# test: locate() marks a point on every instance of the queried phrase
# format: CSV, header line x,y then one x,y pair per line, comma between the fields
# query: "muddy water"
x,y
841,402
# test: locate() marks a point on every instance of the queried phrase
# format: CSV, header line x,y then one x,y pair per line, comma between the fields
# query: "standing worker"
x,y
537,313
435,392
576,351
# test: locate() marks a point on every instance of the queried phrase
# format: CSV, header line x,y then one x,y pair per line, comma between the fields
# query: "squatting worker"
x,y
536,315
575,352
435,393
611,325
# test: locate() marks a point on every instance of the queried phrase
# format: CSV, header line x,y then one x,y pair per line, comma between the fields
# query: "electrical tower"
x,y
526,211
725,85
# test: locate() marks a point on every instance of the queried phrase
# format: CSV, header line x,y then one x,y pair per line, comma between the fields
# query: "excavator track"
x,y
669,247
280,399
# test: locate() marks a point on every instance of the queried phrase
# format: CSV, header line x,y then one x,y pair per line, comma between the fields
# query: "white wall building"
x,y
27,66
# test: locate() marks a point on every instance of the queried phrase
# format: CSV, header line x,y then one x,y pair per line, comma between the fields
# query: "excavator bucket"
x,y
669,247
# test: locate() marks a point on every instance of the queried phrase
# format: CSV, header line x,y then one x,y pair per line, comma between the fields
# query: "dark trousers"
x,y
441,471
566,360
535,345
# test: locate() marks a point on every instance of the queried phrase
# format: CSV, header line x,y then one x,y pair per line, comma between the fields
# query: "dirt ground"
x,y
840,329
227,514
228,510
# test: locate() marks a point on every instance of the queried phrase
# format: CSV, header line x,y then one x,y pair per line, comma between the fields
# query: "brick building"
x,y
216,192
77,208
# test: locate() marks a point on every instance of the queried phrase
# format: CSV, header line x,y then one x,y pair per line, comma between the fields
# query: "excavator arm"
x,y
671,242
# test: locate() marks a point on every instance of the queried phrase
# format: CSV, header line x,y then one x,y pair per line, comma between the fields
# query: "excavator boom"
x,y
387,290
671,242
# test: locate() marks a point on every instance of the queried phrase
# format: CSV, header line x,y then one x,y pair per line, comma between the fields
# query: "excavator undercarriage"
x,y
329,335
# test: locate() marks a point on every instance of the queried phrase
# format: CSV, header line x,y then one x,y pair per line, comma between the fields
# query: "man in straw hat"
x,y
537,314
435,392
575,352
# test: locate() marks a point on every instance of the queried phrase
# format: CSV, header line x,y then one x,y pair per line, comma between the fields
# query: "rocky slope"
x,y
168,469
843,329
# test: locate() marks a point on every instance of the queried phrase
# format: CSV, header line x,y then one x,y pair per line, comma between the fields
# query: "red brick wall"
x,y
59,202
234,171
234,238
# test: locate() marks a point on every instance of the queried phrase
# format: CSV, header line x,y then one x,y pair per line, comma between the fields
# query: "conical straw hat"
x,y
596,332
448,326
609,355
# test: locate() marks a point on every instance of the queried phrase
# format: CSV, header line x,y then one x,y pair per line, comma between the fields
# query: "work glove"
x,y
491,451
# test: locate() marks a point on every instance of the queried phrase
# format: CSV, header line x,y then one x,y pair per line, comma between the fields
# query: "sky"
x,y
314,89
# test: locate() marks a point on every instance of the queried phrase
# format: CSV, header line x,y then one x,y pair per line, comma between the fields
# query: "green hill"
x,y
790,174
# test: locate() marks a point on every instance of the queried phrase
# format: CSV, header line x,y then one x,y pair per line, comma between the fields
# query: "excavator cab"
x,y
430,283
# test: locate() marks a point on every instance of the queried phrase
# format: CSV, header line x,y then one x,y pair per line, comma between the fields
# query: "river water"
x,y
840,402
****
→ SHORT TASK
Repeat all the entries word for word.

→ WRITTEN ANSWER
# test: locate() marks a point on every instance of the queried phrase
# format: CSV, header line x,y then one x,y pair per line, comma between the fields
# query: "muddy water"
x,y
841,402
# test: locate() marks a point on every instance of the queried phrase
# format: CSV, header line x,y then one x,y pair per line, comma between the fields
# query: "standing worker"
x,y
537,313
435,392
576,351
# test: locate() marks a point on every instance of the queried phrase
# format: CSV, header line x,y then one x,y pair per line, comma between the fields
# query: "squatting worker"
x,y
536,315
575,352
435,393
611,325
# test: locate() marks a point on every instance of the queried phrase
# format: CSV, header line x,y then one x,y pair per line, comma between the fields
# query: "electrical tower"
x,y
526,211
725,85
# test: locate() marks a point on every instance of the queried phrase
# format: CSV, header line x,y then one x,y pair per line, comma between the fields
# query: "excavator track"
x,y
669,247
280,399
# test: locate() marks a point on every instance of the queried phrase
# format: CSV, header line x,y then one x,y pair per line, comma between the fields
# query: "white wall building"
x,y
27,66
# test: locate() marks a point on every instance of the queried phrase
# format: CSV, header line x,y then one x,y pair per line, comma between the fields
# query: "excavator bucket"
x,y
669,247
# test: locate() marks a point on every instance of the queried phrase
# format: CSV, header line x,y then one x,y pair per line, comma between the fields
# query: "dark trousers"
x,y
441,471
566,360
535,345
# test: locate() marks a point on every instance of the queried phrase
# format: CSV, header line x,y then one x,y pair per line, comma between the fields
# query: "dirt ground"
x,y
840,329
227,514
228,510
# test: locate() marks a point on every instance of the queried phrase
# format: CSV, header line x,y then one x,y pair per line, comma between the fields
# query: "brick building"
x,y
216,192
77,208
# test: locate() marks a point on every instance of the queried phrase
# format: CSV, header line x,y then one x,y pair per line, comma between the fields
# query: "excavator arm"
x,y
671,242
# test: locate() marks a point on every instance of the queried phrase
# format: CSV, header line x,y then one x,y pair per line, comma between the fields
# query: "excavator boom"
x,y
387,290
671,242
# test: locate() marks a point on every instance of the queried phrase
# format: CSV, header line x,y then one x,y pair per line, comma between the fields
# query: "excavator undercarriage"
x,y
329,335
# test: locate() marks a point on every instance of the queried phrase
# format: CSV, header line x,y then one x,y pair per line, comma between the fields
# query: "man in straw hat"
x,y
537,314
435,392
575,352
# test: locate() marks a point on every instance of the queried phrase
# format: CSV, header line x,y then one x,y pair per line, comma between the fields
# query: "rocky slope"
x,y
168,469
843,329
# test: locate() marks a point on every instance of the queried phrase
# format: CSV, header line x,y then one x,y pair per line, comma between the fields
# query: "red brick wall"
x,y
59,202
234,171
234,238
# test: locate() marks a point on every instance of the queried phrase
# format: CSV, header line x,y then one x,y pair per line, comma between the fields
# query: "conical straw hat"
x,y
596,332
448,326
609,355
# test: locate() marks a point on every instance of the queried phrase
# format: CSV, header line x,y then one x,y pair per line, comma between the fields
# query: "work glove"
x,y
491,451
# test: locate() marks a point on every instance of the queried phrase
# format: CSV, header line x,y then one x,y pair per line, comma between the fields
# query: "sky"
x,y
314,89
# test: locate() marks a point on every instance of the queried phrase
# format: CSV, header line x,y then one x,y pair per line, comma between the fields
# query: "green hill"
x,y
790,174
# test: locate() marks a point on every instance of the queried phrase
# format: CSV, header line x,y then one x,y pair per line, comma between the fields
# query: "excavator cab"
x,y
430,283
# test: locate() marks a point on every instance of the queried phrase
# format: CSV, header line x,y then one x,y pair per line, comma between the fields
# query: "river water"
x,y
840,402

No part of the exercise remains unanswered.